* Supplied text *

The Tudor Society

5 May – Can’t kill him for heresy, let’s try treason…

On this day in Tudor history, 5th May 1543, religious radical, Adam Damplip, also known as George Bucker, was hanged, drawn and quartered in Calais, which was an English territory at the time.

Although it was his heretical preaching that had got him into trouble, he couldn't be executed as a heretic, so he was condemned as a traitor instead - clever, but nasty!

Let me explain more in today's talk.

Also on this day in Tudor history, 5th May 1542, just under three months after the execution of her stepgranddaughter, Queen Catherine Howard, Agnes Tilney, Dowager Duchess of Norfolk, was pardoned and released from the Tower of London. Find out how she ended up in the Tower in last year’s video:

And in 1536, in the lead-up to Queen Anne Boleyn’s execution, there were eight prisoners in the Tower of London – the queen and seven men. Who were they and what was going on. Find out in the 5th May 1536 video:

Also on this day in history:

  • 1535 – Death of Charles Booth, Bishop of Hereford. He was buried in Hereford Cathedral.

* What you need to do *
(a) Do these statements agree with the Tudor history page? Answer yes or no for each, and quote the words that decide it.
(i) Adam Damplip was executed in Calais.
(ii) Agnes Tilney was released from the Tower of London in 1543.
(iii) Charles Booth was buried in Westminster Abbey.
(b) Using the Tudor history page, answer each question briefly:
(i) By what other name was Adam Damplip known?
(ii) How many prisoners were in the Tower of London in 1536?
(iii) What office did Charles Booth hold?
(c) According to the Tudor history page, why was Adam Damplip condemned as a traitor even though his preaching got him into trouble? Answer in one to three sentences.

* Recorded data *
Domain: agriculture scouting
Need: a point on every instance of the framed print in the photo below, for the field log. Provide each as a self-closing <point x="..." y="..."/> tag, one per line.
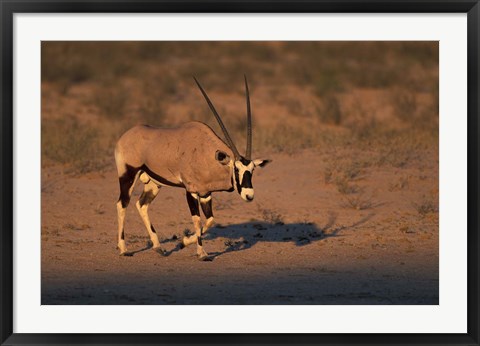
<point x="239" y="173"/>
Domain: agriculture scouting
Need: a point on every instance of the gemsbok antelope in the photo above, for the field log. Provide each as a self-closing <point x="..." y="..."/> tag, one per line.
<point x="192" y="157"/>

* Results by task *
(a)
(i) Yes: "was hanged, drawn and quartered in Calais"
(ii) No: "5th May 1542"
(iii) No: "He was buried in Hereford Cathedral."

(b)
(i) George Bucker
(ii) Eight
(iii) Bishop of Hereford

(c) His heretical preaching had got him into trouble, but he couldn't be executed as a heretic. So he was condemned as a traitor instead.